__EXCERPT PROVIDED__
## START

Posted by wicked April - 3 - 2015 - Friday Comments Off

Let’s face it. As much as we love Android, it hasn’t exactly been the most secure mobile platform on the planet. Sure, nothing is exactly and perfectly secure, even the walled garden that is iOS but Android has been notorious for making things a little bit easier for miscreants. Of course, that only means that Google has to work incessantly on security and keep vigil over its territory and, today, it’s giving itself a pat on the back for a job well done in 2014.

Majority of the security problems on Android can be traced back to malware, almost all of which masquerade as legit apps. It stands to reason then, that rooting out and blocking these apps are key to cutting off the spread of malware. Aside from regularly scanning Google Play Store itself, Google also scans apps during and after installation on a device. This is made possible by Android’s “Verify Apps” feature which, in theory, warns and blocks apps that it deems to be harmful, or what Google calls “Potentially Harmful Apps” or PHAs.

But Verify Apps is only half the story and only scans apps that are installed via Google Play Store. Considering there are other app markets out there, plus the ability to install APKs directly, Android needs a safety net to fall back on. Quite appropriately, Google calls this feature “Safety Net”. Like Verify Apps, Safety Net looks for PHAs on your device, regardless of whether they came from Google Play Store, F-Droid, or APKs. It does so by scanning the device itself at regular intervals, by default at least once per week, to root out would be problems, both in apps as well as network attacks.

## END

__REQUIRED TASKS__
**a)** Please decide whether each statement agrees with the Android security post, answering yes or no and quoting the deciding words: (i) Safety Net scans the device at least once a week by default; (ii) Google refers to harmful apps as "Potentially Harmful Apps"; (iii) Verify Apps scans apps installed from F-Droid.
**b)** According to the Android security post, what does almost all Android malware masquerade as?

__DATASET ROWS__
## START

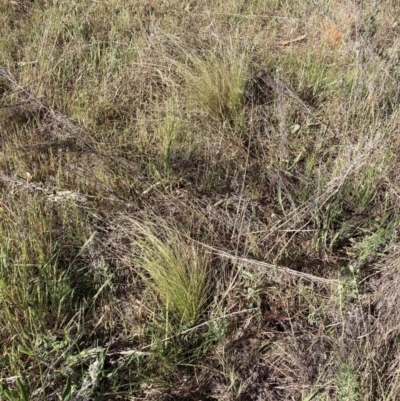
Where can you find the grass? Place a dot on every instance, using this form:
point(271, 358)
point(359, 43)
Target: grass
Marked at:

## END

__SOLUTIONS IN ORDER__
**a)**
(i) Yes: "by default at least once per week"
(ii) Yes: "what Google calls “Potentially Harmful Apps” or PHAs"
(iii) No: "only scans apps that are installed via Google Play Store"

**b)** Legit apps.